• Work task:
Which lines of the entries below hold the word "rough"? Report each of them.

Data items
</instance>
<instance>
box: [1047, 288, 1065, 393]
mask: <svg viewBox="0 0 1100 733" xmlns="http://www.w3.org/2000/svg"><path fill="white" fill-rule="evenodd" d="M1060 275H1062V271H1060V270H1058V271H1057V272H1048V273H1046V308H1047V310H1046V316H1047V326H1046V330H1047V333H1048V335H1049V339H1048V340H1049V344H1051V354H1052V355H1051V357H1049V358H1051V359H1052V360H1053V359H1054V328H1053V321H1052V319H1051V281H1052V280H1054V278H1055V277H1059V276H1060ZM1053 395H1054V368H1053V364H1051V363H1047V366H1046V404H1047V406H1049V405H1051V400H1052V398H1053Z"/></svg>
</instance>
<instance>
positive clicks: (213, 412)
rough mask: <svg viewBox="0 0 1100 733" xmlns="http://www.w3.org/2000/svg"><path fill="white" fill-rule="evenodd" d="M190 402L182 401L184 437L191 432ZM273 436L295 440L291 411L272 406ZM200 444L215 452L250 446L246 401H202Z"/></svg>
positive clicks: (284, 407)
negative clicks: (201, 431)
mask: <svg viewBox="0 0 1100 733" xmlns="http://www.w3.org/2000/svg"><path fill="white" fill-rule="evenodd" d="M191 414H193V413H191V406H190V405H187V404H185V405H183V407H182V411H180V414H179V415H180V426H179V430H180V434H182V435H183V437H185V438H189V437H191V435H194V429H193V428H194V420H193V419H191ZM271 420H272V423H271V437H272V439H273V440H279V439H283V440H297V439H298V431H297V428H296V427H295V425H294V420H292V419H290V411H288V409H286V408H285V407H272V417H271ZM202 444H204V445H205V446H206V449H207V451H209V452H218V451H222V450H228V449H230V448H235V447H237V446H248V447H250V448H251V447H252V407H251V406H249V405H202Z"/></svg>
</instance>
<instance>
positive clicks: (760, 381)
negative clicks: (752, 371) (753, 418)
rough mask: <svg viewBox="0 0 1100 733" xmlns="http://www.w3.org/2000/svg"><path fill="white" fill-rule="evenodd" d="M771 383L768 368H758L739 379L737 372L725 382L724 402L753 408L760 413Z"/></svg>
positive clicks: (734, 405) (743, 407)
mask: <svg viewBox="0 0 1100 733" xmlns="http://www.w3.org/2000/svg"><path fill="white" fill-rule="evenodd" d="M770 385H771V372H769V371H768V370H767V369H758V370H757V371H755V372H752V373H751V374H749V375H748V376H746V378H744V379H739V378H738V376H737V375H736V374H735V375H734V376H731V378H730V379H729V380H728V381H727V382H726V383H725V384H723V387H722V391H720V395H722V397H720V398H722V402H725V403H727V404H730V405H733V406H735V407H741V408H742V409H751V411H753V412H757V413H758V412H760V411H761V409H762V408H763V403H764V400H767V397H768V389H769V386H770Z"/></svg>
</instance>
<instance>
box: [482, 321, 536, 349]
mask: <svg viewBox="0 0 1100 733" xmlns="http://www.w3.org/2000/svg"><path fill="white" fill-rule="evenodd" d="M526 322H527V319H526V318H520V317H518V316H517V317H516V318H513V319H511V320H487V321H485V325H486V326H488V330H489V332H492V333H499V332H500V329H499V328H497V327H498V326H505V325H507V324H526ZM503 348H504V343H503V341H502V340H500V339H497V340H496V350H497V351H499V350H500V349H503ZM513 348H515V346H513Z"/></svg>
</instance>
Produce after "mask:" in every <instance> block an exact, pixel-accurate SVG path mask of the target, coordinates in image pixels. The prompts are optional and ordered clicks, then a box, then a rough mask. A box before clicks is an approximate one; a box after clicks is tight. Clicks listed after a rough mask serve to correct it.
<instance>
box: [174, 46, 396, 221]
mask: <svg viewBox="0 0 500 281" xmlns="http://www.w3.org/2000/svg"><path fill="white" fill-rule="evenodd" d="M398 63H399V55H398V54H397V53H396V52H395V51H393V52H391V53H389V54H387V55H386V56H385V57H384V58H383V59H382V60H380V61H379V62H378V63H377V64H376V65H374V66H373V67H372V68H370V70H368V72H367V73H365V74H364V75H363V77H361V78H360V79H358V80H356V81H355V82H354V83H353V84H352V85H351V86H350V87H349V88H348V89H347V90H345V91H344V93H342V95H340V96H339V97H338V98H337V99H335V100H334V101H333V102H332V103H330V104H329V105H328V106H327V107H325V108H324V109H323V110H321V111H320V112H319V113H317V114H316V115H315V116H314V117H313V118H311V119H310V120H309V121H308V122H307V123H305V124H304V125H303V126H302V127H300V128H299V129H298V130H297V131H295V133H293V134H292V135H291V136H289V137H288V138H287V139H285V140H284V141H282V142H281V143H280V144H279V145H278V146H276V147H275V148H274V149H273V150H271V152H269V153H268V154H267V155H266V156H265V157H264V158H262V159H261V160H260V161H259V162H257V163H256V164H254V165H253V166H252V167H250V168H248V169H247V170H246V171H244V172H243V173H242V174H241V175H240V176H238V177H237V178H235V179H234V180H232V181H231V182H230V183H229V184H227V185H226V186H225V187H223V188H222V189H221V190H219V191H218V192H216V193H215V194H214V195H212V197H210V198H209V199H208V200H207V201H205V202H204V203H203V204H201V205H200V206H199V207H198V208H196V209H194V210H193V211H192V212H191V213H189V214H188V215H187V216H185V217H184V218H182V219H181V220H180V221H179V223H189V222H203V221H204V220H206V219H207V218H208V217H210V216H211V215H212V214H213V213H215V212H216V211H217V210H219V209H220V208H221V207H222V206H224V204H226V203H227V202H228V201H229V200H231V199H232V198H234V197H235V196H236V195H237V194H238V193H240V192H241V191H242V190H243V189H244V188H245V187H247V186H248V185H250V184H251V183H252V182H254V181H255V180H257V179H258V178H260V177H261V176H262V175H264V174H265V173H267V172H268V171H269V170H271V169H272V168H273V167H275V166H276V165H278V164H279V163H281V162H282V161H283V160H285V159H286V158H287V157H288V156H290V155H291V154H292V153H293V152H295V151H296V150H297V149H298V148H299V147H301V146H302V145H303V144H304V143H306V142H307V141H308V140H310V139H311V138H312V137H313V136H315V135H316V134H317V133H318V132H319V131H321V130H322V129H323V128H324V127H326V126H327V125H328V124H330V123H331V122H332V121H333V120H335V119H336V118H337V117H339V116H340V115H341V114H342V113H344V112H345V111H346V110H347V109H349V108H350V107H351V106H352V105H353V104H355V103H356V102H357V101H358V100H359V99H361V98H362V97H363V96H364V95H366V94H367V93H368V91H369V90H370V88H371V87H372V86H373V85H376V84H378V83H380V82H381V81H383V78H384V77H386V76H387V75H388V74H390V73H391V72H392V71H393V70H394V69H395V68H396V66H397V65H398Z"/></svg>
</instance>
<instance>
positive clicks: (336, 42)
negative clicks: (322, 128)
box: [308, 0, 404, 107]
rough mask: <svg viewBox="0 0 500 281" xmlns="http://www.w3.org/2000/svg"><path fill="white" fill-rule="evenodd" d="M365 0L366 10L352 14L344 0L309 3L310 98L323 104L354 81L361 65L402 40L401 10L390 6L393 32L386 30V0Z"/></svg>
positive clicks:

• Your solution:
rough mask: <svg viewBox="0 0 1100 733" xmlns="http://www.w3.org/2000/svg"><path fill="white" fill-rule="evenodd" d="M190 402L182 401L184 437L191 432ZM273 436L295 440L291 411L272 406ZM200 444L215 452L250 446L246 401H202Z"/></svg>
rough mask: <svg viewBox="0 0 1100 733" xmlns="http://www.w3.org/2000/svg"><path fill="white" fill-rule="evenodd" d="M771 383L768 368H758L739 379L737 372L725 382L724 402L753 408L760 413Z"/></svg>
Produce after "mask:" in every <instance> block an exact, pixel-accurate SVG path mask of the target, coordinates in image pixels. The prompts are optional and ordered clicks, then a box, then a rough mask. A box before clicks is an approximate one; a box after clicks is tight. Clicks listed after a rough mask serve to correct it.
rough mask: <svg viewBox="0 0 500 281" xmlns="http://www.w3.org/2000/svg"><path fill="white" fill-rule="evenodd" d="M365 0L366 10L352 14L344 0L309 3L310 98L323 104L354 81L361 65L402 40L401 10L390 6L393 32L386 30V0Z"/></svg>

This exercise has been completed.